_PROBLEM 1_. Please rewrite the article on trust starting at "Unfortunately, far too" and ending at "caused by betrayal.", swapping "intuition" for "instincts".
_PROBLEM 2_. Condense the paragraph of the article on trust that opens with "Unfortunately, far too often" into a shorter version that keeps its main points.

_PAGE TEXT_.
*****

I’m going to ask you to, um, trust me on this: some of the people you think you can trust—whether friends, family members, clients, bosses, political leaders, or romantic interests—are fundamentally untrustworthy. It’s a lesson I’ve learned the hard way, and one that I wish to pass on.

The common wisdom is that the only way to know for sure you can trust a person is to trust him or her. And, while there is an element of truth to that proverb, there are most certainly some tangible criteria for sizing people up before you place any significant amount of trust in them.

Whether you’re taking stock of your acquaintances and friends, looking to hire personnel for your new organization, or considering a romantic alliance, trust is the glue that will hold your relationship together. Nothing fosters healthy growth in an organization, ignites the flames of a romantic union, or deepens the bond of a friendship more than trust; conversely, nothing causes dysfunction more than its absence.

Unfortunately, far too often we rely on a set of unreliable criteria to determine whether we can trust a person. For example, often we depend on our intuition, assuming that, after having interacted with a person, we can rely on our “gut” feeling to be a reliable indicator. Or, we might fall back on the fact that we like or even love a person, assuming that love and trust necessarily come together in one package. But these and other criteria are not reliable for deciding whether, and to what extent, we can trust a person.

This raises the question of why we can so easily be fooled by certain people who are among our closest colleagues, friends, or family members. And, for many of us, it can bring to mind personal memories of one of the most heart-rending experiences in life: the shock, disorientation, and fear caused by betrayal.

In order to avoid such betrayals in the future, it is wise to reflect on certain objective criteria for determining the level of trust we may wish to invest in a given person. Thus, this post will draw upon the criteria developed by Robin Dreeke, a veteran FBI Profiler and former Director of the Counterintelligence Behavioral Analysis Program. In Sizing People Up, Dreeke offers six criteria used by FBI behavioral analysts to determine the level of trust should be invested. To Dreeke’s list we will add a seventh indicator, resulting in a list of “7 Criteria for Sizing People Up”:

  1. Vesting: Do a person’s words, body language, actions, and intentions reveal a significant degree of alignment with my own goals and aspirations? If a person is “vesting” in me, personally, or in my organization, he or she will consider my best interests, offer unsolicited help, talk me up to people, offer encouragement when I succeed, and perhaps share things in confidence. If a person is not vesting in me, he or she will leave me out of things, magnify my small errors, exhibit negative body language, talk me down to people, and rarely give praise.
  2. Longevity: Does a person perceive longevity in my relationship with them? If they do wish for more than a short-term connection, they will include me in things, position me as hard to replace, often say “we” instead of “I” or “you,” and ask me to participate in their long-term goals. If a person does not perceive longevity in the relationship, he or she often will not try to connect with me at a personal level, leave me out of the loop on important issues, not care if others are rude to me, and not mention me when they talk about the future.

*****

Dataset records
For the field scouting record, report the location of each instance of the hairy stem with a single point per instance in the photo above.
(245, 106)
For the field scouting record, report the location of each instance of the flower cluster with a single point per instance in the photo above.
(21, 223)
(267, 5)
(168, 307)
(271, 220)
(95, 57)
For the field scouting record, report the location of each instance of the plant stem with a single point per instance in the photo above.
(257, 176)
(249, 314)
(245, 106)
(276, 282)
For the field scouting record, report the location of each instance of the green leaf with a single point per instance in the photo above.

*****

_FULL OUTPUT 1_.
Unfortunately, far too often we rely on a set of unreliable criteria to determine whether we can trust a person. For example, often we depend on our instincts, assuming that, after having interacted with a person, we can rely on our “gut” feeling to be a reliable indicator. Or, we might fall back on the fact that we like or even love a person, assuming that love and trust necessarily come together in one package. But these and other criteria are not reliable for deciding whether, and to what extent, we can trust a person.

This raises the question of why we can so easily be fooled by certain people who are among our closest colleagues, friends, or family members. And, for many of us, it can bring to mind personal memories of one of the most heart-rending experiences in life: the shock, disorientation, and fear caused by betrayal.

_FULL OUTPUT 2_. We often rely on unreliable criteria to decide whether to trust someone. One is intuition, a "gut" feeling after interacting with the person. Another is liking or even loving the person, on the assumption that love and trust come together. Neither reliably shows whether, or how far, a person can be trusted.